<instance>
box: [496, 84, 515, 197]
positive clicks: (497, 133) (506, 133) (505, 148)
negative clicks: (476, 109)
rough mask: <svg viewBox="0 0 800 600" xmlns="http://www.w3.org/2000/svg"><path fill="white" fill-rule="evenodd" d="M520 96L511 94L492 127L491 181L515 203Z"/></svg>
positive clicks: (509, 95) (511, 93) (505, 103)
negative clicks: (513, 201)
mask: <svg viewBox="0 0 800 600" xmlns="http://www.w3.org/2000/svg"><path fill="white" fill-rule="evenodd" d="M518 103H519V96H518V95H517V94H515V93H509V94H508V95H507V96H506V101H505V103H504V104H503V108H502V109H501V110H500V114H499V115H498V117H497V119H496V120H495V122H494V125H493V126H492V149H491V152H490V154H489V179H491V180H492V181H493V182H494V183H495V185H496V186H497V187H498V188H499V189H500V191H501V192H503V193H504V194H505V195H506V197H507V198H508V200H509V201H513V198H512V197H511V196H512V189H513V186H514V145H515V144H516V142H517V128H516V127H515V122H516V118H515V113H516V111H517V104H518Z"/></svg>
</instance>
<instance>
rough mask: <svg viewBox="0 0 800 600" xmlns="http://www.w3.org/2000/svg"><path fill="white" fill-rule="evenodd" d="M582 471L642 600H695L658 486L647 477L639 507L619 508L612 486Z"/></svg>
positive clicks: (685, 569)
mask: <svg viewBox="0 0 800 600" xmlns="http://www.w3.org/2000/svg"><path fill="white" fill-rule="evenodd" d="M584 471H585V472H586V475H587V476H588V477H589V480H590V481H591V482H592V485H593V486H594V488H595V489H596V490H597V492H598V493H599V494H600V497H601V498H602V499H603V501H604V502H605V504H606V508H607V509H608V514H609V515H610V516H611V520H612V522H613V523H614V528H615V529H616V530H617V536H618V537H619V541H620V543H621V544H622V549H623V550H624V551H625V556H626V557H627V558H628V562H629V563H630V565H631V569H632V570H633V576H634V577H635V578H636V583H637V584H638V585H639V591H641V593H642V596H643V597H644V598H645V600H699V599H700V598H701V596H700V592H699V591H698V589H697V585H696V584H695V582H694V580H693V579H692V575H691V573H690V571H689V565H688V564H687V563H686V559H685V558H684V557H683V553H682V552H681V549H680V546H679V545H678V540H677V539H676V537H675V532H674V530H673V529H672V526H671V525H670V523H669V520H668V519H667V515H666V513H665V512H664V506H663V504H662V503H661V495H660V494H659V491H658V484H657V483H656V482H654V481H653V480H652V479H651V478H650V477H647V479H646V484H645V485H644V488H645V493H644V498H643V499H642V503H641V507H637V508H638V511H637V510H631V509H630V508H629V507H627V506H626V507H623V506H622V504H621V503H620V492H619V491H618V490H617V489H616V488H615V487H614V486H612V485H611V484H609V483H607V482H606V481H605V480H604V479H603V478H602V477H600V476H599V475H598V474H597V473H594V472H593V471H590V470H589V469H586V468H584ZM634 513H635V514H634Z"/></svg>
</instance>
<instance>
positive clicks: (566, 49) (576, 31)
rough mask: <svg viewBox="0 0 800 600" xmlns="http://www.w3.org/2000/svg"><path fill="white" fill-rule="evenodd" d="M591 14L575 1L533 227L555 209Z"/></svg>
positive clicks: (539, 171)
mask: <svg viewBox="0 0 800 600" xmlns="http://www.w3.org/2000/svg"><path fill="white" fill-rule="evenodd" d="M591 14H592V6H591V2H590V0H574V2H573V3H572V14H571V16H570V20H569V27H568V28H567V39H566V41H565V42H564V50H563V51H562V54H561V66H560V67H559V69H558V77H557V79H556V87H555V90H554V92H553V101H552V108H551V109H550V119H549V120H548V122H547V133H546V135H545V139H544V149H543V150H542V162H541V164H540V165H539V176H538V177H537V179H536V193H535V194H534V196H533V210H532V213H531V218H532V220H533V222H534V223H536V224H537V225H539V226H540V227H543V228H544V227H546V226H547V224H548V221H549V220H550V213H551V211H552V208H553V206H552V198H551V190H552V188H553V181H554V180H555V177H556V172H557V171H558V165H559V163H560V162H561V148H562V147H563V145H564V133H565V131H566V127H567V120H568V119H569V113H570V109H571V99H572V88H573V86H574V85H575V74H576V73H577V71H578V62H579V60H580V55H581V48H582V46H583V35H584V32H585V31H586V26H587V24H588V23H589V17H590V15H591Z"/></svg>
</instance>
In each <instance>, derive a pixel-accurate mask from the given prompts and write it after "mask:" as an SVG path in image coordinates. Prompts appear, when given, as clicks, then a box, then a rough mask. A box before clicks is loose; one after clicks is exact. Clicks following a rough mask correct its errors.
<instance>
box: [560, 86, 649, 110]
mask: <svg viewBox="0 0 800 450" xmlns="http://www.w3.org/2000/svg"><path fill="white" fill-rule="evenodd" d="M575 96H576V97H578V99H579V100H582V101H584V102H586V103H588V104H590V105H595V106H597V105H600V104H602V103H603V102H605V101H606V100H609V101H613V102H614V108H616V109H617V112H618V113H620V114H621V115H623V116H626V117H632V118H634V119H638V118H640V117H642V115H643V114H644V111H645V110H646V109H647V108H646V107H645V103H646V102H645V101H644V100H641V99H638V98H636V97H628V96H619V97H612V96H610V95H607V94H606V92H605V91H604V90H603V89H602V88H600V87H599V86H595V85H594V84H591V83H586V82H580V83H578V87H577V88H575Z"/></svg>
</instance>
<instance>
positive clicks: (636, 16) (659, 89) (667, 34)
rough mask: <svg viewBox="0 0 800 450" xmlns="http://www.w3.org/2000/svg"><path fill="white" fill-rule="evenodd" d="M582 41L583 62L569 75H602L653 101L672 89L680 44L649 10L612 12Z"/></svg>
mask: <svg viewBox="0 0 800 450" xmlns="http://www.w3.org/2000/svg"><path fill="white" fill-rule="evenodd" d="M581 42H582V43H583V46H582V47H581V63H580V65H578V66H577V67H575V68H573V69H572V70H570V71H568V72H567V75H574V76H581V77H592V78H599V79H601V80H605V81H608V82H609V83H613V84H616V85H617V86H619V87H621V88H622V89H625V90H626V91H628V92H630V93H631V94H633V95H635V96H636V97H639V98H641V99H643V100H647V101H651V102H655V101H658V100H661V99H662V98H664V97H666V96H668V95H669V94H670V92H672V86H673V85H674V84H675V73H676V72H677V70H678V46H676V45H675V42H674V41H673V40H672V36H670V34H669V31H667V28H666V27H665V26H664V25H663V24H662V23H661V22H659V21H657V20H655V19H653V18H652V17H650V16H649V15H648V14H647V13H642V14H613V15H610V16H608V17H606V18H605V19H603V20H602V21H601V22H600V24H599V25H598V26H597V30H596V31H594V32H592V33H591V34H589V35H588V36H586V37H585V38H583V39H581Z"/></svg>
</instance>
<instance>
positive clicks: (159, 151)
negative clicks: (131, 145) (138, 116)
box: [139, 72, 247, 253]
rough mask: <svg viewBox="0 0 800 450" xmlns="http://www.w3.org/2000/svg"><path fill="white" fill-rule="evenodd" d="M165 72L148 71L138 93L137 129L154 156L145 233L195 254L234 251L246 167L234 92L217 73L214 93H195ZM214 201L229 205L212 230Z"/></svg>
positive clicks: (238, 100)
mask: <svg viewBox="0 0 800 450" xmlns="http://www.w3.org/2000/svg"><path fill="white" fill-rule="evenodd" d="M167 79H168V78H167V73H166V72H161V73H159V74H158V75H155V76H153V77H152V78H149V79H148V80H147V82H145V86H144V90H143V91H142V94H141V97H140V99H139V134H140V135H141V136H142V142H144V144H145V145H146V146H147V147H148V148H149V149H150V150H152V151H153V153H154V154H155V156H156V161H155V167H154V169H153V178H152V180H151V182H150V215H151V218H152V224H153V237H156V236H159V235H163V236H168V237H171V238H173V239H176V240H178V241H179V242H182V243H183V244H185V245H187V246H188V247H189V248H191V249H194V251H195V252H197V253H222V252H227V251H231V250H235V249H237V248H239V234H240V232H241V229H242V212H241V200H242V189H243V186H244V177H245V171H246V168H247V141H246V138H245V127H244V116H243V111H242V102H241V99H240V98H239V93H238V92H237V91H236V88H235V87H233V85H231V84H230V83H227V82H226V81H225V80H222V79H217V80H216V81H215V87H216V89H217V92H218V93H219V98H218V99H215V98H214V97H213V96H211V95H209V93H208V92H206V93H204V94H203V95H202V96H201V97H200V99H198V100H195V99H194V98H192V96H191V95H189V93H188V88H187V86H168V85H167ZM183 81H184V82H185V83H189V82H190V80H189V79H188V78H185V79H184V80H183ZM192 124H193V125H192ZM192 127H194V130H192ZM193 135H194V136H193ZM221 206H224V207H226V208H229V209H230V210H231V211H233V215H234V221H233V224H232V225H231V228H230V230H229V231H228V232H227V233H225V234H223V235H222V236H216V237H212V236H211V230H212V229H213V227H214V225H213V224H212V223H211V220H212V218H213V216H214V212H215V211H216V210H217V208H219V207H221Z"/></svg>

WHAT NEEDS TO BE DONE: Transcribe the entries from their very first line through the line containing "positive clicks: (509, 95)", both included.

RESPONSE TO THIS EXERCISE:
<instance>
box: [496, 84, 515, 197]
positive clicks: (497, 133) (506, 133) (505, 148)
negative clicks: (476, 109)
rough mask: <svg viewBox="0 0 800 600" xmlns="http://www.w3.org/2000/svg"><path fill="white" fill-rule="evenodd" d="M520 96L511 94L492 127L491 181L515 203Z"/></svg>
positive clicks: (509, 95) (511, 93) (505, 103)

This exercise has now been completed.